> _SELECTED PASSAGE_:
----------
This is the year of Darwin (yes, yes, it’s also the year of astronomy, I know), and especially this week -- around the date of Chuck’s birth -- we are seeing a spike of events, radio and tv pieces, and printed articles. (Expect a second peak in November, for the anniversary of the publication of Origin of Species.)

One of the most schizophrenic treatments of the topic surely is the one published this week by Forbes magazine. They have a number of solid pieces by recognized scientists and science writers (for instance by evo-devo researcher Sean Carroll, philosopher Michael Ruse, and writer Michael Shermer).

But they also have four, I repeat four, insanely anti-intellectual articles by pro-ID writers: Ken Ham (the “CEO” of Answers in Genesis and founder of the oxymoronic Creation Museum in Kentucky), John West (the hack author of Darwin Day in America), Jonathan Wells (the infamous author of Icons of Evolution), and my colleague here at Stony Brook, Neurosurgery Vice Chairman Michael Egnor. I will ignore the first three because I have dealt with them on numerous occasions in the past, and concentrate instead on Egnor.

He begins his piece by stating that
As an undergraduate biochemistry major, I was uncomfortable with Darwinian explanations for biological complexity. Living things certainly appeared to be designed.

That’s a bad enough reflection on undergraduate science education in the United States at the time (alas, it ain’t much better today, in this respect), but the fact that Egnor persists in such a naive way of thinking today, as a professor of neurosurgery is really a shame (for him and for Stony Brook).

Egnor goes on trotting out the same old tired creationist “objections” to evolution. The fossil record has discontinuities (yes, it does, and they have been shown over and over to be perfectly compatible with evolution, considering the time scales involved); biomolecules are so complex that they couldnt possibly have originated naturally (an argument from ignorance, both in the philosophical sense and in the personal sense that Egnor is obviously ignorant about molecular evolution); the genetic “code” couldn’t exist without design, because only intelligent beings produce codes (an astounding example of taking a metaphor literally instead of looking at the perfectly explicable biochemistry of nucleic acids). Then Egnor proceeds by asking what he seems to think are devastating questions for “evolutionists.” Let’s take a look.

Why do Darwinists claim that intelligent design theory isn't scientific, when both intelligent design and Darwinism are merely the affirmative and negative answers to the same scientific question: Is there evidence for teleology in biology?
----------
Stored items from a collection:
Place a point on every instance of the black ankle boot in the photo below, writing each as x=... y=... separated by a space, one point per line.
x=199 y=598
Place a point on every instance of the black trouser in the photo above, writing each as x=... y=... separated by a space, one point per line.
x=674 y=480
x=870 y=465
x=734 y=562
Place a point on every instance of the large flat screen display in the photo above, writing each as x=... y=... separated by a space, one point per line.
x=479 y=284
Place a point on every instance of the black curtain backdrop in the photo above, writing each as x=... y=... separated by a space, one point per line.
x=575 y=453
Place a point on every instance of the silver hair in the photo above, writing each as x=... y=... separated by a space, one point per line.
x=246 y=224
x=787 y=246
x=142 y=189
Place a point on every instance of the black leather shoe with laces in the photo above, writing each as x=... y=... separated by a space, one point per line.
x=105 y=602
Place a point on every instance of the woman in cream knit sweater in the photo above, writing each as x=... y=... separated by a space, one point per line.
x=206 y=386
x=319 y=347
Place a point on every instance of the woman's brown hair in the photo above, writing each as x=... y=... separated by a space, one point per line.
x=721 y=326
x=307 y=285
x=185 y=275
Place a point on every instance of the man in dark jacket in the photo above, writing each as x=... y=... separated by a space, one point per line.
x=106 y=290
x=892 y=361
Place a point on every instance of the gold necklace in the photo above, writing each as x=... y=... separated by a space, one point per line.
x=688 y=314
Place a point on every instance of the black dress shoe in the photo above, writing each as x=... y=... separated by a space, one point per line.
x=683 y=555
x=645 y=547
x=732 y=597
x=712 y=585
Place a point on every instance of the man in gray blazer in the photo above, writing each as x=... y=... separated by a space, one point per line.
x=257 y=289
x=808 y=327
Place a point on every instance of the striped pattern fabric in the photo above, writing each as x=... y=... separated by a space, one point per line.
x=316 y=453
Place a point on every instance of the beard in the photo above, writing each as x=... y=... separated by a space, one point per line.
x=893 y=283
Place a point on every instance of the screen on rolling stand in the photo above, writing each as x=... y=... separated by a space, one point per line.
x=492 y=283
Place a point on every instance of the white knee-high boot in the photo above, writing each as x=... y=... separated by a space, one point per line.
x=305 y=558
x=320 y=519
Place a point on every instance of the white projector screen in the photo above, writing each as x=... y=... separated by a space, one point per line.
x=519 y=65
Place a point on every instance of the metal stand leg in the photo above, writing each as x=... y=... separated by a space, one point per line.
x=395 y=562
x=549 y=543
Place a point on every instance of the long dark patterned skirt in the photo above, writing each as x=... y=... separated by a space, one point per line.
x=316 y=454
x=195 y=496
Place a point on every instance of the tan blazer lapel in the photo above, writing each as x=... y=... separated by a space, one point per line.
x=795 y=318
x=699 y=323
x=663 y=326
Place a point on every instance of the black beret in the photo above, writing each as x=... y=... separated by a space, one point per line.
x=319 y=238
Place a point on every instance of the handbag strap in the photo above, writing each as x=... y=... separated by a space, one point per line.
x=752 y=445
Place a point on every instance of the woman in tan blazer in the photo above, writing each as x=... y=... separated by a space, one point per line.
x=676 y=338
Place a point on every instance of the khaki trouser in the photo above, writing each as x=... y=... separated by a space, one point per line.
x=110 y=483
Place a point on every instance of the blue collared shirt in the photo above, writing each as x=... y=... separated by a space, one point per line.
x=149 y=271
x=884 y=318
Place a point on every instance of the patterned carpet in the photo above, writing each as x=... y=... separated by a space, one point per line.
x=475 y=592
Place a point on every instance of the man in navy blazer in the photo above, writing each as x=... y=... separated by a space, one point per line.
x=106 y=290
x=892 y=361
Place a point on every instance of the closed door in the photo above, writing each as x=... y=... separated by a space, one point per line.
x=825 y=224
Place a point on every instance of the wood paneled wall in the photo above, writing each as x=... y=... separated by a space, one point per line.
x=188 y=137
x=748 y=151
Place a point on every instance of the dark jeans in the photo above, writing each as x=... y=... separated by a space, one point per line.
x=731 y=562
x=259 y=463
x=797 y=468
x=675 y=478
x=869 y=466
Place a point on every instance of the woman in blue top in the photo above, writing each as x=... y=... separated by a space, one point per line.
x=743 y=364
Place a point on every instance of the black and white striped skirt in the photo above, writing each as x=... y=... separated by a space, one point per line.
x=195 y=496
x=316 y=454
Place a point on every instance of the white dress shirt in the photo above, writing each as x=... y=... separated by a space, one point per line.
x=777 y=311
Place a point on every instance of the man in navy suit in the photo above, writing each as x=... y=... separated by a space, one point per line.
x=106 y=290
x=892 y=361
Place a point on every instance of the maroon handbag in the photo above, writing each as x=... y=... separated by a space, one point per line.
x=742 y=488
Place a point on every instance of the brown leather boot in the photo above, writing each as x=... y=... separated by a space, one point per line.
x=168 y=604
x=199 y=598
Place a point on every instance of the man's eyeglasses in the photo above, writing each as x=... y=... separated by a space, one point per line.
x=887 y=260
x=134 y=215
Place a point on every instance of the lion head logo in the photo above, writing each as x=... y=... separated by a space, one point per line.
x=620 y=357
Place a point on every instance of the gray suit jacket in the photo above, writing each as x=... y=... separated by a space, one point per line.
----------
> _TASK REQUIREMENTS_:
(a) Answer these from the Forbes Darwin post:
(i) Which anniversary is expected to bring a second peak of coverage in November?
(ii) What title does Michael Egnor hold at Stony Brook?
(iii) What was Egnor's undergraduate major?
(b) Continue the Forbes Darwin post, picking up right after Egnor's question about teleology in biology.

> _SOLVED PROBLEMS_:
(a)
(i) The anniversary of the publication of Origin of Species.
(ii) Neurosurgery Vice Chairman.
(iii) Biochemistry.

(b)
This betrays Egnor’s ignorance of the nature of science. The question of teleology in biology is most certainly not a scientific question, it is a philosophical one. And “Darwinism” is not a negative answer to that question, it is a positive answer to the question of how adaptive complexity originated during the history of life on earth.

Why do Darwinists -- scientists -- seek recourse in federal courts to silence criticism of their theory in public schools?
Because the issue is one of government-mandated separation of Church and State and school board-regulated criteria for what should be taught in science classrooms. The creation-evolution debate is not a scientific debate, it is a social controversy, and as such it naturally, if unfortunately, involves court challenges.

What is it about the Darwinian understanding of biological origins that is so fragile that it will not withstand scrutiny by schoolchildren?
Are you kidding? Schoolchildren do not understand plenty of other solidly established science either. For instance, many children (and a good number of adults) seem to think of the world in terms of Aristotelian, not Newtonian (let alone relativistic) physics. Should we ban Sir Isaac from science curriculum as a result?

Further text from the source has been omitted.